[Exercise prompt] Please copy the listing from its start through the line holding "[384,127,401,152]", inclusive, leaving out the pictures.
-- start of Material shown --
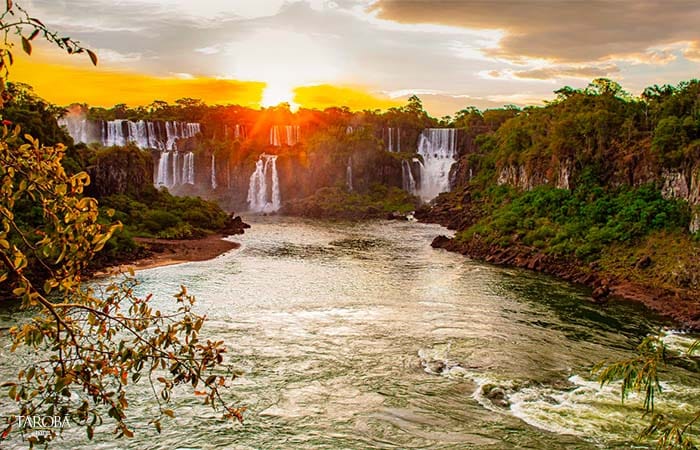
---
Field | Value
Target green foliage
[0,128,241,445]
[461,185,690,261]
[593,335,700,449]
[100,189,228,239]
[0,0,97,107]
[283,184,418,219]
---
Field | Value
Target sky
[10,0,700,117]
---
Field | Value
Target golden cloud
[294,84,402,110]
[10,57,265,106]
[371,0,700,64]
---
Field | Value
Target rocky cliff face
[171,149,402,211]
[87,147,153,197]
[661,165,700,233]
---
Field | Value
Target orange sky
[10,55,400,110]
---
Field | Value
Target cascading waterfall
[270,125,301,147]
[418,128,457,201]
[171,152,182,186]
[211,153,217,190]
[154,152,194,188]
[285,125,300,146]
[224,123,245,141]
[401,159,416,194]
[270,125,282,147]
[248,153,282,213]
[156,152,171,187]
[181,152,194,184]
[345,156,352,191]
[58,116,201,150]
[384,127,401,152]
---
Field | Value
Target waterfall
[418,128,457,201]
[285,125,300,147]
[270,125,282,147]
[224,123,245,141]
[156,152,171,187]
[58,116,201,151]
[171,152,182,186]
[401,159,416,194]
[248,153,282,213]
[104,120,126,147]
[385,127,401,152]
[180,152,194,184]
[211,153,216,190]
[345,156,352,191]
[270,125,301,147]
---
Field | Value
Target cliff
[416,81,700,329]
-- end of Material shown --
[Exercise answer]
---
Field | Value
Target green foliage
[0,128,241,445]
[461,185,690,261]
[593,335,700,449]
[100,189,228,239]
[0,0,97,107]
[283,184,418,219]
---
Field | Value
Target sky
[10,0,700,117]
---
Field | Value
Target golden cloud
[294,84,402,110]
[10,57,265,106]
[371,0,700,64]
---
Field | Value
Target rocky cliff face
[171,149,402,211]
[87,147,153,197]
[661,165,700,233]
---
Field | Value
Target orange sky
[10,55,400,110]
---
Field | Value
Target cascading waterfall
[270,125,301,147]
[418,128,457,201]
[171,152,182,186]
[211,153,217,190]
[154,152,194,188]
[285,125,300,146]
[224,123,245,141]
[401,159,416,194]
[270,125,282,147]
[248,153,282,213]
[156,152,171,187]
[181,152,194,184]
[345,156,352,191]
[58,116,201,150]
[384,127,401,152]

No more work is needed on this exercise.